[Start Records supplied]

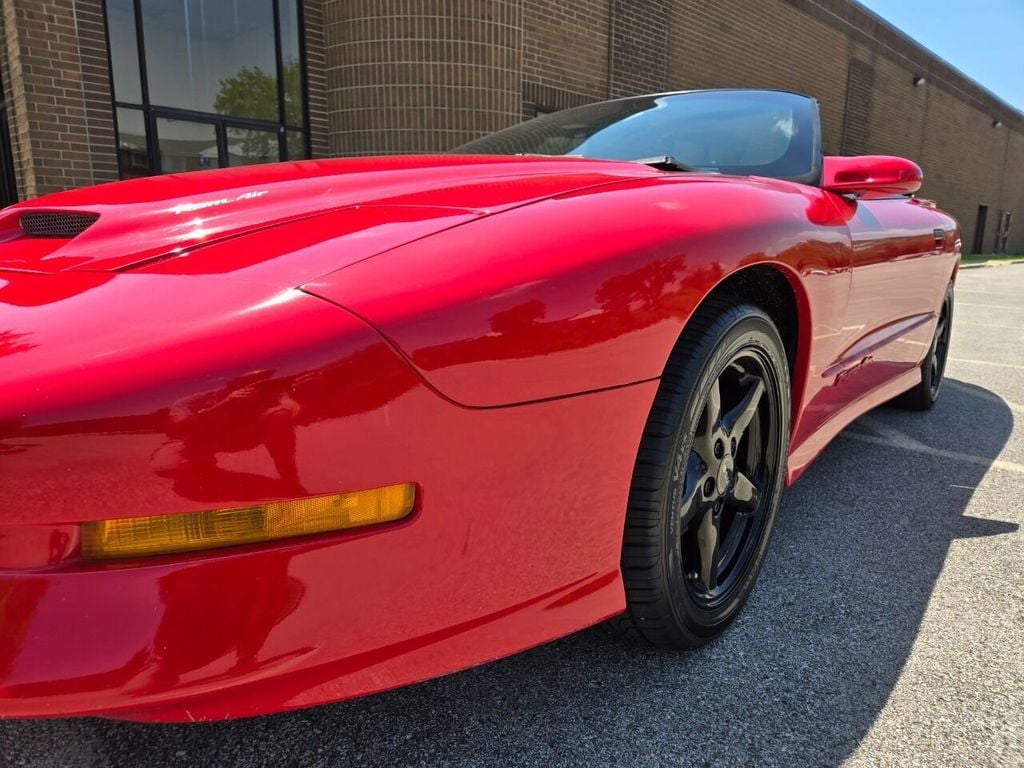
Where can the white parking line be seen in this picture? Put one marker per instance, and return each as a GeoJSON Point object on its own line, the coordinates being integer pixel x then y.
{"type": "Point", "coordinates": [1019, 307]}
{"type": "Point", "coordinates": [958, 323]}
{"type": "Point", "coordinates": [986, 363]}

[End Records supplied]
[Start Records supplied]

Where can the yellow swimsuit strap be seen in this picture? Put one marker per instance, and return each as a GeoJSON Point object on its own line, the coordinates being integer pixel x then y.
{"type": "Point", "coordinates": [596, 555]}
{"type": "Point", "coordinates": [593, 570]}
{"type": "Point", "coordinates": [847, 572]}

[End Records supplied]
[Start Records supplied]

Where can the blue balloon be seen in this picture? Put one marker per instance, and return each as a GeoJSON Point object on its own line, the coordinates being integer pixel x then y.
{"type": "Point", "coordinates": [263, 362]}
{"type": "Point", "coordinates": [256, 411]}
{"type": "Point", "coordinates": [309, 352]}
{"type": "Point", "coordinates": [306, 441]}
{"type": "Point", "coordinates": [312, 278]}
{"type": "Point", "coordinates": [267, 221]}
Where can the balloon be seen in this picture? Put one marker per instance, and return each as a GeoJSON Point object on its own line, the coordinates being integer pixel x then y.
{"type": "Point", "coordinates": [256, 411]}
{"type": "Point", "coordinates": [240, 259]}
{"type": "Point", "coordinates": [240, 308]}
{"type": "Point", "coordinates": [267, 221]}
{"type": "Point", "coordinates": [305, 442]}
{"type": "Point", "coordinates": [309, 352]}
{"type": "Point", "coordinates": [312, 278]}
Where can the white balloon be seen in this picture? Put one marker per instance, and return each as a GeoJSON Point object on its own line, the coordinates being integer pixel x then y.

[End Records supplied]

• _Goal_: Count the lines in the records above that contain the string "GeoJSON", with case counting. Reply with the number alone.

• _Output_: 5